>> Start EXCERPT PROVIDED
- Born: Susanne Hoeber April 3, 1930 Mannheim, Germany
- Died: December 23, 2015 (aged 85) Oakland, California, U.S.
- Occupations: Author, Educationist, Political thinker
- Spouse: Lloyd Rudolph
- Awards: Padma Bhushan; William Benton Distinguished Service Professor Emerita at the University of Chicago;

= Susanne Hoeber Rudolph =

German-American political scientist (1930–2015)

Susanne Hoeber Rudolph (April 3, 1930 – December 23, 2015) was an American author, political thinker and educationist. She was a William Benton Distinguished Service Professor Emerita at the University of Chicago and was actively interested in Politics, Political Economy and Political Sociology of South Asia, State Formation, Max Weber and the Politics of Category and Culture. The Government of India, in 2014, honored her, along with her husband, Lloyd I. Rudolph, for their services to literature and education, by bestowing on them the third highest civilian award, the Padma Bhushan.

==Biography==

We write as insiders and outsiders, insiders because for over five decades, from locations in Chicago and Jaipur, we have studied Indian politics, and outsiders because..., says Susanne Rudolph, we seek to be reflexive political scientists of India

Susanne Höber was the granddaughter of physiologist Rudolf Höber and daughter of Johannes Höber and Elfriede Fischer Höber, both of whom held doctoral degrees in political science from Heidelberg University. As an activist in Germany's Social Democratic Party, Johannes was imprisoned by the Nazis in 1934 and forced to move from Mannheim, where Susanne was born in 1930, to Düsseldorf. In 1939, when Susanne was nine, the family fled the Nazis and moved to Philadelphia, where Rudolf Höber was a professor at the University of Pennsylvania.

Susanne Rudolph had her early college education at Sarah Lawrence College from where she obtained her BA in 1951 which she followed with an MA from Harvard University in 1953. Continuing her education, she secured her PhD from Radcliffe College in 1955. She taught political science at Harvard University until 1963, when the University of Chicago simultaneously offered her and her husband, Lloyd Rudolph, professorial positions. She joined University of Chicago in 1964 where she worked as the William Benton Distinguished Service Professor Emerita of Political Science.
>> End EXCERPT PROVIDED
* CHALLENGE:
Write out the passage of the Susanne Hoeber Rudolph biography starting at "Susanne Rudolph had" and ending at "of Political Science.".
>> Start ENTRIES PROVIDED
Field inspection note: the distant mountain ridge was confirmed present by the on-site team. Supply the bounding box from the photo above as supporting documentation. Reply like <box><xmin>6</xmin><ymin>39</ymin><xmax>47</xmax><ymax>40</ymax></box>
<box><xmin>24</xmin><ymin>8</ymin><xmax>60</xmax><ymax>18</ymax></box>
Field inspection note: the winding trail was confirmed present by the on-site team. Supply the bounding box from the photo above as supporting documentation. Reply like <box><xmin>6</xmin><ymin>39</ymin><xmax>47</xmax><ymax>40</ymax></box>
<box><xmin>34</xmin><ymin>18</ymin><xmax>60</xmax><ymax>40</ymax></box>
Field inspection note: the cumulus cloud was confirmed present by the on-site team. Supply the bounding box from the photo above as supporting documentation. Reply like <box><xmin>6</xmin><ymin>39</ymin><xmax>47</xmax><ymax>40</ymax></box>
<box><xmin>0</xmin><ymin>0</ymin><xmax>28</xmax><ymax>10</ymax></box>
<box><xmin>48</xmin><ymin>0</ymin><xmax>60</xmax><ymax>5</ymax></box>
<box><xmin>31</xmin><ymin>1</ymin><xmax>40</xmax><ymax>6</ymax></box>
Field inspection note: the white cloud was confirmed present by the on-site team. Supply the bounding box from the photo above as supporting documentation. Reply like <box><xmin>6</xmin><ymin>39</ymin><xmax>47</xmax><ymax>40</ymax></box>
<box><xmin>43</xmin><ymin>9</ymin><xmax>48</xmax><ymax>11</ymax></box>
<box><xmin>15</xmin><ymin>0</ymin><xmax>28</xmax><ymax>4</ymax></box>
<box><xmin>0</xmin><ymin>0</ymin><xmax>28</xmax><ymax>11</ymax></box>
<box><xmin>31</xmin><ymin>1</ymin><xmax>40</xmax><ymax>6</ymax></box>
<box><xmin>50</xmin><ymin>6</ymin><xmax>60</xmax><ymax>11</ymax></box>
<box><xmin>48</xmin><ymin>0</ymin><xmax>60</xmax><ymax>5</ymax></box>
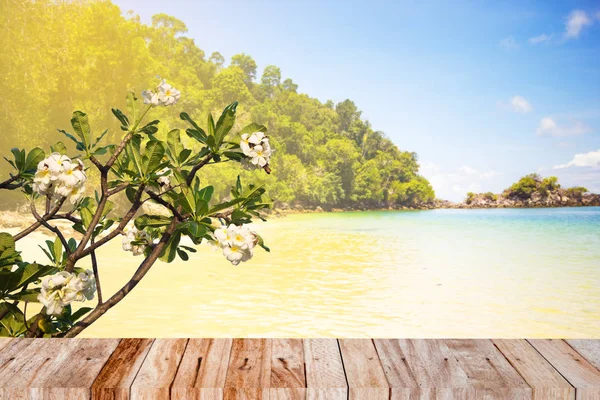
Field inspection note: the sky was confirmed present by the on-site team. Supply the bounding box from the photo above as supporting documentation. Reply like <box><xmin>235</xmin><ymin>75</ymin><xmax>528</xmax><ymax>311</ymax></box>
<box><xmin>113</xmin><ymin>0</ymin><xmax>600</xmax><ymax>201</ymax></box>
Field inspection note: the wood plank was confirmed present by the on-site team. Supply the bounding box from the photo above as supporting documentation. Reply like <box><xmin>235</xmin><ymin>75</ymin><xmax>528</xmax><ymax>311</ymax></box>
<box><xmin>92</xmin><ymin>339</ymin><xmax>154</xmax><ymax>400</ymax></box>
<box><xmin>131</xmin><ymin>339</ymin><xmax>188</xmax><ymax>400</ymax></box>
<box><xmin>373</xmin><ymin>339</ymin><xmax>421</xmax><ymax>399</ymax></box>
<box><xmin>529</xmin><ymin>339</ymin><xmax>600</xmax><ymax>400</ymax></box>
<box><xmin>303</xmin><ymin>339</ymin><xmax>348</xmax><ymax>400</ymax></box>
<box><xmin>493</xmin><ymin>339</ymin><xmax>575</xmax><ymax>400</ymax></box>
<box><xmin>339</xmin><ymin>339</ymin><xmax>390</xmax><ymax>400</ymax></box>
<box><xmin>269</xmin><ymin>339</ymin><xmax>306</xmax><ymax>400</ymax></box>
<box><xmin>171</xmin><ymin>339</ymin><xmax>233</xmax><ymax>400</ymax></box>
<box><xmin>566</xmin><ymin>339</ymin><xmax>600</xmax><ymax>371</ymax></box>
<box><xmin>0</xmin><ymin>339</ymin><xmax>83</xmax><ymax>399</ymax></box>
<box><xmin>224</xmin><ymin>339</ymin><xmax>272</xmax><ymax>399</ymax></box>
<box><xmin>444</xmin><ymin>339</ymin><xmax>532</xmax><ymax>400</ymax></box>
<box><xmin>0</xmin><ymin>338</ymin><xmax>13</xmax><ymax>351</ymax></box>
<box><xmin>37</xmin><ymin>339</ymin><xmax>121</xmax><ymax>399</ymax></box>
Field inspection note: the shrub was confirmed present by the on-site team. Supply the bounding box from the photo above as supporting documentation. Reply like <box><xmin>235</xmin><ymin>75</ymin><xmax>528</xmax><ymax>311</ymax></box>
<box><xmin>0</xmin><ymin>81</ymin><xmax>271</xmax><ymax>337</ymax></box>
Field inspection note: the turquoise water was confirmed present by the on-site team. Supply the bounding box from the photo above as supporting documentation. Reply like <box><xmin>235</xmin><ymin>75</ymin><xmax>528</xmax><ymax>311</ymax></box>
<box><xmin>64</xmin><ymin>207</ymin><xmax>600</xmax><ymax>338</ymax></box>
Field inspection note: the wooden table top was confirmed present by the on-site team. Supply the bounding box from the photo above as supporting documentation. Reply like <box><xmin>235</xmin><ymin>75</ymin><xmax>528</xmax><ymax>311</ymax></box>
<box><xmin>0</xmin><ymin>338</ymin><xmax>600</xmax><ymax>400</ymax></box>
>> End ENTRIES PROVIDED
* TASK RESULT:
Susanne Rudolph had her early college education at Sarah Lawrence College from where she obtained her BA in 1951 which she followed with an MA from Harvard University in 1953. Continuing her education, she secured her PhD from Radcliffe College in 1955. She taught political science at Harvard University until 1963, when the University of Chicago simultaneously offered her and her husband, Lloyd Rudolph, professorial positions. She joined University of Chicago in 1964 where she worked as the William Benton Distinguished Service Professor Emerita of Political Science.